Listed records:
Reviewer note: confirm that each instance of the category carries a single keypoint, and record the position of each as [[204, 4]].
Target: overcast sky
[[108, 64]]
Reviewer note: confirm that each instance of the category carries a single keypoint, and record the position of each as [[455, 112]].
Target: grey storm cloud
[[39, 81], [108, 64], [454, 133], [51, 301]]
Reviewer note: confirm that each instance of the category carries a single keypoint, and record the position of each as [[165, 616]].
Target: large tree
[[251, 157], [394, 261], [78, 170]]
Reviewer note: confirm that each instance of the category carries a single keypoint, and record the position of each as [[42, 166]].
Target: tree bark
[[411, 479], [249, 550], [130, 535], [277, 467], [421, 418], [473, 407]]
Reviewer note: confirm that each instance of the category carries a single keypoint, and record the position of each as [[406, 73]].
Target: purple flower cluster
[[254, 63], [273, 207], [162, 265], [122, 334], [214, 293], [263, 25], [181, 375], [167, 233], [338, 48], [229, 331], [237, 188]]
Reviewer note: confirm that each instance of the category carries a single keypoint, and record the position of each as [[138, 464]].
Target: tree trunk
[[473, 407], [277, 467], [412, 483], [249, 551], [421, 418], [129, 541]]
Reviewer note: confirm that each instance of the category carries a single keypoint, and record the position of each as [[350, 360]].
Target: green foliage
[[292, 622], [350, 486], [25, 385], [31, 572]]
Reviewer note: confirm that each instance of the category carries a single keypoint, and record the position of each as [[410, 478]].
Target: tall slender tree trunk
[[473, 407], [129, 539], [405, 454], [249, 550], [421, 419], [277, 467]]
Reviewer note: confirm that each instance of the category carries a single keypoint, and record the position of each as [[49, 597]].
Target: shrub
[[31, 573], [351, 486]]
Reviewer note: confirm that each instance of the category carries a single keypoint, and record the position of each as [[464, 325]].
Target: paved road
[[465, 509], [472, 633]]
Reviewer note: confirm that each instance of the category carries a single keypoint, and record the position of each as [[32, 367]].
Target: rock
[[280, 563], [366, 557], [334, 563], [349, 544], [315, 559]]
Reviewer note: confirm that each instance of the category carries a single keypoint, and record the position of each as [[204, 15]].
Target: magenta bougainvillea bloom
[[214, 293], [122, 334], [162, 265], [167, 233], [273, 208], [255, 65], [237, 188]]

Written task:
Rewrite every row above, replacing "keypoint" with "marker" and leaving everything else unchanged.

Full solution:
Reviewer note: confirm that each instance of the category carries a single marker, and record the position of each as [[204, 4]].
Target: overcast sky
[[108, 64]]
Reviewer note: confirm that each instance of the category carries a single marker, and record the position of each as [[455, 112]].
Target: grey storm cloud
[[39, 81], [108, 64], [454, 133], [51, 301]]
Reviewer note: confirm that each instance of the category carries a single marker, and record the position of each as [[165, 616]].
Target: large tree
[[251, 157], [394, 261], [78, 170]]
Reviewer note: confirm that each instance of the category carries a single marker, and record the position of each as [[42, 166]].
Target: tree bark
[[411, 479], [249, 550], [130, 535], [277, 467], [421, 418], [473, 407]]
Reviewer note: confirm that each instance of the category carries a single marker, and record the position of each as [[406, 73]].
Target: purple flower cluster
[[254, 63], [273, 207], [162, 265], [122, 334], [214, 293], [263, 25], [181, 375], [167, 233], [338, 48], [229, 331], [237, 188]]
Reviewer note: confirm that each instance of the category carries a single marker, and record the position of each as [[138, 464]].
Target: tree trunk
[[473, 407], [277, 467], [412, 483], [249, 551], [421, 418], [129, 541]]
Reviewer note: confirm that each instance of the category carries a single marker, and record the position of each as [[350, 360]].
Target: green foliage
[[292, 622], [350, 486], [25, 385], [31, 572]]
Reviewer note: confirm that each instance of the category carries a single marker, and record the position of each as [[410, 478]].
Target: tall slender tree trunk
[[473, 407], [129, 539], [405, 454], [249, 550], [421, 419], [277, 467]]
Reviewer note: confirm that each instance of the category carries a single marker, and record the position of each as [[49, 597]].
Target: shrub
[[31, 573], [351, 486]]
Reviewer note: confirm that each instance of the category carries a single marker, and record the position of each as [[464, 325]].
Target: paved road
[[465, 509], [472, 633]]
Reviewer note: confirm that each instance of the category carries a single marker, and record the position of each as [[32, 367]].
Target: rock
[[280, 563], [366, 557], [334, 563], [349, 544], [315, 559]]
Reviewer note: confirm that each instance of the category carries a single marker, and record the position of each as [[204, 15]].
Target: magenta bougainvillea bloom
[[214, 293], [122, 334], [162, 265], [167, 233], [273, 208], [255, 65], [237, 188]]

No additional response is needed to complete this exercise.